**Task statement:** Search the data for the word "form". Reproduce every line where it is found.

════

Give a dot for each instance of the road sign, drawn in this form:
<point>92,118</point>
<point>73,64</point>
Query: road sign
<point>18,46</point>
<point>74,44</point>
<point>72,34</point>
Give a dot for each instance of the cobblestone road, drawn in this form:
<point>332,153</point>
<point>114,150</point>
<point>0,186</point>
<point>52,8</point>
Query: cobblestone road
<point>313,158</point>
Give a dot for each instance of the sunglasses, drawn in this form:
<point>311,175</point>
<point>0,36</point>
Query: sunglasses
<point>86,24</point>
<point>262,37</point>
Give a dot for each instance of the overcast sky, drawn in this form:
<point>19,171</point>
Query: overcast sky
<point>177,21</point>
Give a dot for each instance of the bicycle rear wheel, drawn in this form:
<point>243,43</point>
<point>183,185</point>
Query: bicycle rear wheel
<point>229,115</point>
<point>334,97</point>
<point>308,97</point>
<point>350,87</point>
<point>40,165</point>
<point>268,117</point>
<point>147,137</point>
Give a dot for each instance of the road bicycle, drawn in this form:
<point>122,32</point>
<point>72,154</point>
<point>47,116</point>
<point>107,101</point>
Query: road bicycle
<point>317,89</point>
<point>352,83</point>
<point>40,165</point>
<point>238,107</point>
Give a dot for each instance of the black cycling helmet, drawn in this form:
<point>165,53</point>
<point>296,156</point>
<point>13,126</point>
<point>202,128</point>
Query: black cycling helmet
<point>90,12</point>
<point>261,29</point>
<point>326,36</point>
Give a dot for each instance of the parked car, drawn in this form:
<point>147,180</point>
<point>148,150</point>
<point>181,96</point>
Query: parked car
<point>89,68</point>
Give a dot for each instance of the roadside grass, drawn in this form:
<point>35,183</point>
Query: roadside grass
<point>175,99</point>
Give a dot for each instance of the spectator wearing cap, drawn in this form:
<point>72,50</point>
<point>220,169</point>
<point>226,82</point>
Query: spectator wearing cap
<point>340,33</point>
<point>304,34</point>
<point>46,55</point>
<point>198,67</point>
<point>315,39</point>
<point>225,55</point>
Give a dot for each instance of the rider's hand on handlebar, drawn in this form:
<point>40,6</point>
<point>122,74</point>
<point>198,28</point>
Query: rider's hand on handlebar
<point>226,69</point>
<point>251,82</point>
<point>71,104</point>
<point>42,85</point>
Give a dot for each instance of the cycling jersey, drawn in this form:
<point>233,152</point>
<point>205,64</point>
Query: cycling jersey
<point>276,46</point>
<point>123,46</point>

════

**Answer section:**
Give a dot for each instance of the road sign, drawn in this form:
Give a dot for each instance of the cobblestone road, drawn in this form:
Give a dot for each instance of the sunglasses, drawn in this form:
Give a dot for each instance of the overcast sky, drawn in this form:
Give a dot for each instance of the bicycle rear wheel, drawn in this form:
Give a dot for each instance of the road bicycle, drawn in this form:
Give a dot for each instance of the black cycling helmet, drawn in this form:
Give a dot for each instance of the parked car, drawn in this form:
Give a dot for each instance of the roadside grass, drawn in this form:
Give a dot for each instance of the spectator wearing cap, drawn in this form:
Give a dot for each instance of the rider's hand on handlebar, drawn in this form:
Give a dot for each instance of the cycling jersey, drawn in this form:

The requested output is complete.